**Document passage**

►

FIG. 1. A. Map showing fossiliferous outcrops of the Bahía Inglesa Formation in the Atacama Region, modified from Walsh and Suárez (2005); B. Stratigraphic column of the 'Mina Fosforita' site showing the bonebed, provenance of MPC-601. Abbreviations: Mud: mudstone; Silt: Siltstone; F. Sand: fine sandstone; M. Sand: medium sandstone; T. Sand: coarse sandstone; Cg: conglomerate.


The age of the Bahía Inglesa Formation bonebed can be constrained using radiometric data, and microfossil and vertebrate assemblages in the beds above and below the Bahía Inglesa Formation bonebed. Based on the study of the stratigraphy of the microfossils, the overlying Lechero Member is 4.5-2.6 million years (Tsuchi et al. , 1988; Ibaraki, 1992, 1995). The shark assemblage of this member is characterized by the abundance of Carcharodon carcharias Linnaeus (Long, 1993), and the additional presence of Prionace glauca Linnaeus provides good evidence supporting a Pliocene age (Suárez and Marquardt, 2003). However, an ash layer occurs within the Lechero Member, approximately seven meters above the top of the Bahía Inglesa Formation Bonebed Member. This provides a K-Ar age of 7.6±1.3 million years (Marquardt et al. , 2000; Godoy et al. , 2003), indicating that the lower part of the Lechero Member is Late Miocene, and thus the bonebed would be no younger than Tortonian. However, the shark fauna of the bonebed is dominated by Cosmopolitodus hastalis Agassiz while Carcharodon carcharias Linnaeus is present in low abundances. The teeth of these species have been used to differentiate Miocene from Pliocene sediments in South America (e.g., de Muizon and DeVries, 1985; Walsh and Hume, 2001; Walsh and Naish, 2002), but the presence of C. carcharias in Chilean Late Miocene sediments suggests that C. carcharias teeth are not a reliable indicator of age. A record of a Monachinae seal, Acrophoca sp., provides evidence of a Late Miocene age for the bonebed (Walsh and Naish, 2002) and cetaceans from the Pontoporiidae family are also consistent with this age. Unpublished data from one of the authors (C.S.G.) recognizes the same taxon, Brachydelphis mazeasi Muizon from Middle-Late Miocene beds at the Pisco Formation, Perú (de Muizon, 1988). In this article a Late Miocene (Tortonian) age for MPC-601 is proposed. The vertebrate assemblage from the unit 2 (Bonebed Member) is dominated by the fossil shark Cosmopolitodus hastalis, the most common species in the marine sediments of Middle-Late Miocene age in Chile (Suárez and Marquardt, 2003; Suárez et al. , 2006). The abundance of fossils on this strata could be explained by the reworking of the phosphatic beds consistent with a transgressive-regressive model. Evidence of reworking was observed, like the state of preservation of the mainly broken fossils.

◄

**Extracted information**
►

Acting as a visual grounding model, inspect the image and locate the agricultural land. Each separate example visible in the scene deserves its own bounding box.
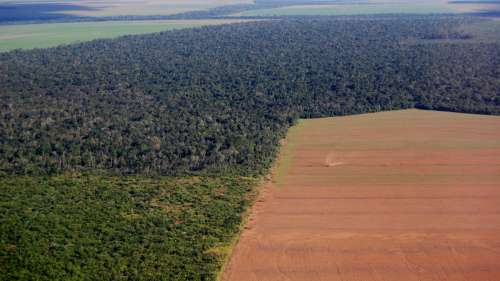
[224,110,500,281]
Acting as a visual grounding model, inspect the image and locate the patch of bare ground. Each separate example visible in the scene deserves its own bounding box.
[223,110,500,281]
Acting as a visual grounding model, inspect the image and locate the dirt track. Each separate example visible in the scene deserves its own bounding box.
[223,110,500,281]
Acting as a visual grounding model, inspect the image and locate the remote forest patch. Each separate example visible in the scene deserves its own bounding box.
[0,15,500,280]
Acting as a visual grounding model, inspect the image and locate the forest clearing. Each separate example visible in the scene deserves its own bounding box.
[223,110,500,281]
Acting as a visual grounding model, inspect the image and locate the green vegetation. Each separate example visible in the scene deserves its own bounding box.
[0,16,500,280]
[0,16,500,175]
[234,3,455,17]
[0,176,255,281]
[0,20,244,52]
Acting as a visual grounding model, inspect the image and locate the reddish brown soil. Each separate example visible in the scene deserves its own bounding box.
[223,110,500,281]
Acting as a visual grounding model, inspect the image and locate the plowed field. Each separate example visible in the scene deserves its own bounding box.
[223,110,500,281]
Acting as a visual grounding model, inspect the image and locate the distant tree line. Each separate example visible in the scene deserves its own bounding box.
[0,16,500,175]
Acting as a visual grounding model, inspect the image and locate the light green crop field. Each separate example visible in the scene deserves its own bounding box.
[0,19,249,52]
[234,3,456,16]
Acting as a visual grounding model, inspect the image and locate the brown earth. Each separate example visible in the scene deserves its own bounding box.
[223,110,500,281]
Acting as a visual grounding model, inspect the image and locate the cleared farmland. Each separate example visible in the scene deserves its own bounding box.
[235,3,455,16]
[224,110,500,281]
[0,19,250,52]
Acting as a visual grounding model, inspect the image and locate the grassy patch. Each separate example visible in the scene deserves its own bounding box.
[0,176,256,280]
[0,20,248,52]
[236,3,454,16]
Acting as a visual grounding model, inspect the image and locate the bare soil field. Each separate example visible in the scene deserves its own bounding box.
[223,110,500,281]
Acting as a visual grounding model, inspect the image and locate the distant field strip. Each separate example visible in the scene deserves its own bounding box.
[235,3,455,16]
[0,20,250,52]
[223,110,500,281]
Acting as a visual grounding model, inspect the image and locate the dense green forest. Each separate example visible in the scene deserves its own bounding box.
[0,175,255,281]
[0,16,500,280]
[0,17,500,175]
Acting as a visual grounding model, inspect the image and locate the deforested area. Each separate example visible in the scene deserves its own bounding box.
[0,15,500,280]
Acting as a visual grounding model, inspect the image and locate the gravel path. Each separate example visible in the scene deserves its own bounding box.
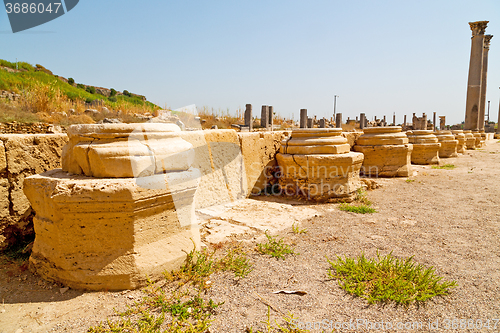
[0,141,500,332]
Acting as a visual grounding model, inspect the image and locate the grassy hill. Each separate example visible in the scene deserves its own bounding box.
[0,59,159,125]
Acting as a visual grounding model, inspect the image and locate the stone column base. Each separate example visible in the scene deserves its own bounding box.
[24,169,200,290]
[354,144,413,177]
[439,140,458,158]
[276,152,363,202]
[411,143,441,165]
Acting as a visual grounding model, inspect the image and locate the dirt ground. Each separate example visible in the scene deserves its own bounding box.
[0,141,500,333]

◄

**Short problem A**
List every abbreviation defined in the figure caption of the passage on the Bahía Inglesa Formation bonebed, each with the term it stands for.
**Short problem B**
Repeat the part of the passage on the Bahía Inglesa Formation bonebed that runs from "FIG. 1. A. Map" up to and including "sandstone; Cg: conglomerate.", word for word.
The records have no connection to the passage on the Bahía Inglesa Formation bonebed.

**Correct result A**
Mud: mudstone
Silt: siltstone
F. Sand: fine sandstone
M. Sand: medium sandstone
T. Sand: coarse sandstone
Cg: conglomerate

**Correct result B**
FIG. 1. A. Map showing fossiliferous outcrops of the Bahía Inglesa Formation in the Atacama Region, modified from Walsh and Suárez (2005); B. Stratigraphic column of the 'Mina Fosforita' site showing the bonebed, provenance of MPC-601. Abbreviations: Mud: mudstone; Silt: Siltstone; F. Sand: fine sandstone; M. Sand: medium sandstone; T. Sand: coarse sandstone; Cg: conglomerate.